[Start Given data]

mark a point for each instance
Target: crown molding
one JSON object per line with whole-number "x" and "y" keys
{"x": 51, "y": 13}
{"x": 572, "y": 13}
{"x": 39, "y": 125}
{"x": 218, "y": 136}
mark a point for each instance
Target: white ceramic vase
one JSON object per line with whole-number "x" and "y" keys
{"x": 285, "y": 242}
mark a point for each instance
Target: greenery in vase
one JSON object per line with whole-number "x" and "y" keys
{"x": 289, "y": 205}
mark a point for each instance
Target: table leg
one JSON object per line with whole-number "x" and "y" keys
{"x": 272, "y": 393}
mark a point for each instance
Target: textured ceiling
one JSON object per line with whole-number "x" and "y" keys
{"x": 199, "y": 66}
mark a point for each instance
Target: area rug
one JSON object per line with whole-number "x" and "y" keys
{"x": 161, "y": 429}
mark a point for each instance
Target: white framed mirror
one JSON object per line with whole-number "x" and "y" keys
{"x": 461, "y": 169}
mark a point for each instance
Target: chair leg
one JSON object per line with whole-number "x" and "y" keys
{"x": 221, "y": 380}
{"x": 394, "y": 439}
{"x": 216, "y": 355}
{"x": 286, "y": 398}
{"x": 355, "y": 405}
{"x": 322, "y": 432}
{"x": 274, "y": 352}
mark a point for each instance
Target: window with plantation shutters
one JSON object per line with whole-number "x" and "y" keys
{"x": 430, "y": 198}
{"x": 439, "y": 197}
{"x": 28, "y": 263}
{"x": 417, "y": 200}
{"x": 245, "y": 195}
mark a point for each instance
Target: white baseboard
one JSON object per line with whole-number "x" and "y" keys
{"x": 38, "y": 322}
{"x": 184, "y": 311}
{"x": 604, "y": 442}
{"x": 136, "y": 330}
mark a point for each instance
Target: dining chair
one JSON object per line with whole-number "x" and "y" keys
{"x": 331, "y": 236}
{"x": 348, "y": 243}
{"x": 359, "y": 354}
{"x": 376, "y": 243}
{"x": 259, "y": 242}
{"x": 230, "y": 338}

[End Given data]

→ **Problem to work on**:
Write out every line from the records above, word for word.

→ **The solution**:
mark a point for each instance
Target: crown molding
one JSON object per line with whole-number "x" and "y" keys
{"x": 51, "y": 13}
{"x": 572, "y": 13}
{"x": 39, "y": 125}
{"x": 218, "y": 136}
mark a point for each instance
Target: white ceramic vase
one JSON object per line with whole-number "x" and "y" keys
{"x": 285, "y": 242}
mark a point for each instance
Target: greenery in vase
one JSON object per line with whole-number "x" and "y" keys
{"x": 289, "y": 205}
mark a point for each instance
Target: table leg
one JSON object per line with whole-number "x" and "y" keys
{"x": 272, "y": 393}
mark a point for each instance
Target: textured ceiling
one JSON object per line with whole-number "x" and "y" keys
{"x": 199, "y": 66}
mark a point for each instance
Target: area rug
one JSON object per line with whole-number "x" and "y" keys
{"x": 161, "y": 429}
mark a point for each instance
Target: white framed mirror
one JSON object per line with whole-number "x" and "y" keys
{"x": 461, "y": 169}
mark a point for each instance
Target: chair leg
one JSON object per line with whole-number "x" and "y" keys
{"x": 221, "y": 380}
{"x": 394, "y": 439}
{"x": 216, "y": 355}
{"x": 286, "y": 398}
{"x": 355, "y": 405}
{"x": 322, "y": 432}
{"x": 274, "y": 352}
mark a point for each instance
Target: window with plantation shutters
one JSON object per line with whole-number "x" and "y" keys
{"x": 430, "y": 198}
{"x": 439, "y": 197}
{"x": 28, "y": 263}
{"x": 417, "y": 200}
{"x": 245, "y": 195}
mark a point for each instance
Target: white baseboard
one JSON object per line with whole-number "x" and "y" keys
{"x": 38, "y": 322}
{"x": 184, "y": 311}
{"x": 604, "y": 442}
{"x": 136, "y": 330}
mark a point for each instance
Target: dining chair
one JSON object per line with whole-number "x" and "y" keys
{"x": 331, "y": 236}
{"x": 348, "y": 243}
{"x": 359, "y": 354}
{"x": 376, "y": 243}
{"x": 259, "y": 242}
{"x": 230, "y": 338}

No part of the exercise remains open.